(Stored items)
###

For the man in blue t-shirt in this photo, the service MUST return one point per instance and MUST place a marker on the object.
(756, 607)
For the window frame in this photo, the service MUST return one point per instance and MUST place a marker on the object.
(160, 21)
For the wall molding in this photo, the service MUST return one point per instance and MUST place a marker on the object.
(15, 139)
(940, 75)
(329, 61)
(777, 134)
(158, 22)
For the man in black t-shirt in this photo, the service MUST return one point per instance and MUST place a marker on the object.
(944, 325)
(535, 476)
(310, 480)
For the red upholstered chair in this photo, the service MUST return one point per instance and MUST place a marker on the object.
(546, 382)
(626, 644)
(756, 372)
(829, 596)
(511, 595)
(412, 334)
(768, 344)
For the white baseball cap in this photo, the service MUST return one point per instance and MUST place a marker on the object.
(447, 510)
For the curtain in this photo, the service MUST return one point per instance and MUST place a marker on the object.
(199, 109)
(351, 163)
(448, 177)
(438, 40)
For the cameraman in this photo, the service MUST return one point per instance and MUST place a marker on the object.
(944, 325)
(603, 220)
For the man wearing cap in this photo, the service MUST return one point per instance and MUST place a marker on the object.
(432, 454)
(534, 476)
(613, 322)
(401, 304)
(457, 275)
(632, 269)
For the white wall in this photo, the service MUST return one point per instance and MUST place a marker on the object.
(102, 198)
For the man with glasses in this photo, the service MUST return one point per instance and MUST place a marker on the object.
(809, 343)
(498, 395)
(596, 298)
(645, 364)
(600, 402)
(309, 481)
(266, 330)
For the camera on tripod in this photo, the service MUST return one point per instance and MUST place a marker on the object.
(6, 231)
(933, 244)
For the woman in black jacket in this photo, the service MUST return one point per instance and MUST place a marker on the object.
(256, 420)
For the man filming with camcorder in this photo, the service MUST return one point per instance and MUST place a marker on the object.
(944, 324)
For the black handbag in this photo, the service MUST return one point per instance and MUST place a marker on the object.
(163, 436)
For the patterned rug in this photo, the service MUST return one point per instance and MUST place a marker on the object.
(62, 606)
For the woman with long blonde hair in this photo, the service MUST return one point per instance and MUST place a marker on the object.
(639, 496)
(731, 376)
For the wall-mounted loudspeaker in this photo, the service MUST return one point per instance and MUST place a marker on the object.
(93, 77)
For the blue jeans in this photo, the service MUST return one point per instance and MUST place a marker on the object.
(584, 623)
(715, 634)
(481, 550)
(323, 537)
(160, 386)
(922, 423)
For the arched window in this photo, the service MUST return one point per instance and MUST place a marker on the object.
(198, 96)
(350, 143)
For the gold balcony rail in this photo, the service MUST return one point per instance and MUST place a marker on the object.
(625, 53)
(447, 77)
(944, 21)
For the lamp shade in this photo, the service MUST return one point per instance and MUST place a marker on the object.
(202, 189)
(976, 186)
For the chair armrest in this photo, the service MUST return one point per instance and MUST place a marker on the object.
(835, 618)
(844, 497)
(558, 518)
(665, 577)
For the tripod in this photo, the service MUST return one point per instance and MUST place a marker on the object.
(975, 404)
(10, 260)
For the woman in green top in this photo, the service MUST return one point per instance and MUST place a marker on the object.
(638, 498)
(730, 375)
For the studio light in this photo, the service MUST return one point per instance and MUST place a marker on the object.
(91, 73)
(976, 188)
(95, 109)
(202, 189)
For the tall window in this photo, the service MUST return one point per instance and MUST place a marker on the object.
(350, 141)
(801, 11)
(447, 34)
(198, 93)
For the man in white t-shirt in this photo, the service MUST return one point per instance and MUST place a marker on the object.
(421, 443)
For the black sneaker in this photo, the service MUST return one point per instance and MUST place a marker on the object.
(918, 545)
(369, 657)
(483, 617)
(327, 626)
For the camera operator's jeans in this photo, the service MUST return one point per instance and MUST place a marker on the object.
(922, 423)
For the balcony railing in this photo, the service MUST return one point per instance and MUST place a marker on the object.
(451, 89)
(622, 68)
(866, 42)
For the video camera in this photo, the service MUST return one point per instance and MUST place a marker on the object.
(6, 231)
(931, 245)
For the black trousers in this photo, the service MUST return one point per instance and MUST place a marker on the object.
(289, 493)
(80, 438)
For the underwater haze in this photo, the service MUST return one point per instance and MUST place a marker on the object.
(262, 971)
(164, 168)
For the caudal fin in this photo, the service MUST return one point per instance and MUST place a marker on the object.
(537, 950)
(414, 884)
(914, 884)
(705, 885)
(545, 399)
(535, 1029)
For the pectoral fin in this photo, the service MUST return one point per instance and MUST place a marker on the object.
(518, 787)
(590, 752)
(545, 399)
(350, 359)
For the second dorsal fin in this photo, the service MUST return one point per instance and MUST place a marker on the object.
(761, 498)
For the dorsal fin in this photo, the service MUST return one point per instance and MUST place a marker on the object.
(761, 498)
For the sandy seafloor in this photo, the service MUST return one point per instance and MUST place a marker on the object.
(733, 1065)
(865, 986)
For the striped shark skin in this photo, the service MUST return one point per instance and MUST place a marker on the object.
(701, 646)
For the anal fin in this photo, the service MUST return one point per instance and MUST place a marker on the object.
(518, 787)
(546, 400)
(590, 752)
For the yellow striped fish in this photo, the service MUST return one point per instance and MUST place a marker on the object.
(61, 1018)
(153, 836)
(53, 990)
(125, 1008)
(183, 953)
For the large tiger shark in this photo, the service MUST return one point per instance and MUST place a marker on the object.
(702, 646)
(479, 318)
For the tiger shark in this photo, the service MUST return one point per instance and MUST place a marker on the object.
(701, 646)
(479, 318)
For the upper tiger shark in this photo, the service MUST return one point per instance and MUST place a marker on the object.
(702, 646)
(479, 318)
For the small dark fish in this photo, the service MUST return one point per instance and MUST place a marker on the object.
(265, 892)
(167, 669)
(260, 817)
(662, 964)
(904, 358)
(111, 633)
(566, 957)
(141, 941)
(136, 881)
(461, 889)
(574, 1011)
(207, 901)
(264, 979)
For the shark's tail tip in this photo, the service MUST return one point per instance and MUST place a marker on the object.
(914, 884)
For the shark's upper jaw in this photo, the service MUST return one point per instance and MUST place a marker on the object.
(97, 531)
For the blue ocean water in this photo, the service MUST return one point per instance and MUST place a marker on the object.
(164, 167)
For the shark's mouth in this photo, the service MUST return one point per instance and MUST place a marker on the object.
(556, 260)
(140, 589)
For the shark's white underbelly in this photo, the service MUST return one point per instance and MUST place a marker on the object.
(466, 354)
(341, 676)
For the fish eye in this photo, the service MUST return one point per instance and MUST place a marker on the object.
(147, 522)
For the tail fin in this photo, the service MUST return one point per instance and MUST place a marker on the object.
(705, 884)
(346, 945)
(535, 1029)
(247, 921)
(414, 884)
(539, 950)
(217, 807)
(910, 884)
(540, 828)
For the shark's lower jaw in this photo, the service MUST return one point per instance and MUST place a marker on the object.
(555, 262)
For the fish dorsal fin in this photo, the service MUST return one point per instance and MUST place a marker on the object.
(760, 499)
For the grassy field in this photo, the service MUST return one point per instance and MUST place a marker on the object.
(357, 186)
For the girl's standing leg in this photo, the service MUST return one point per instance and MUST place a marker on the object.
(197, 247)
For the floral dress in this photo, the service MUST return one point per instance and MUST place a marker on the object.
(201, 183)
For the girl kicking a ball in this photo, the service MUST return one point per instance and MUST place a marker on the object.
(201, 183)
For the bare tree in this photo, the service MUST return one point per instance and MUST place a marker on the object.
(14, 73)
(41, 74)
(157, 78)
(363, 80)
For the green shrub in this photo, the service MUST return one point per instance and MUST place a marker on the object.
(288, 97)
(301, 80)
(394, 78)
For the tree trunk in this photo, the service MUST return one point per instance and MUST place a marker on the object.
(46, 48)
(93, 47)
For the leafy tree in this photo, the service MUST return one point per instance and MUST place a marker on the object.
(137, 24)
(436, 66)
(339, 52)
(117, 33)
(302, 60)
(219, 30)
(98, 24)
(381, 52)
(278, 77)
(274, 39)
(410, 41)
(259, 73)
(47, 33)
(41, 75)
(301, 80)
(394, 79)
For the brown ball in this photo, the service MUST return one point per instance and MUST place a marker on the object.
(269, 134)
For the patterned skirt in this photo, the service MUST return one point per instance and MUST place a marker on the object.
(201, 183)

###

### ACTION ITEM
Could you output the lines above, exactly as written, from the one containing "For the green" through the last, with both ends included and no others?

### WRITTEN RESPONSE
For the green shrub in this photo, the service MUST return one point per instance and MUST place a marker on the object.
(288, 97)
(301, 80)
(394, 78)
For the tree trunk in this photo, the service MUST return one point per instance and MUST place a marker on the object.
(46, 48)
(93, 47)
For the leafy tree in this photo, the service MUST return one point per instance and MUST place a marker on the object.
(137, 24)
(436, 66)
(339, 52)
(117, 33)
(302, 60)
(219, 30)
(98, 24)
(381, 52)
(278, 77)
(274, 39)
(410, 41)
(259, 73)
(47, 33)
(41, 75)
(301, 80)
(394, 79)
For the brown ball in this photo, the service MUST return one point per instance and MUST place a marker on the object.
(269, 134)
For the patterned skirt in this photo, the service MUST return one point per instance and MUST place a marker on the object.
(201, 183)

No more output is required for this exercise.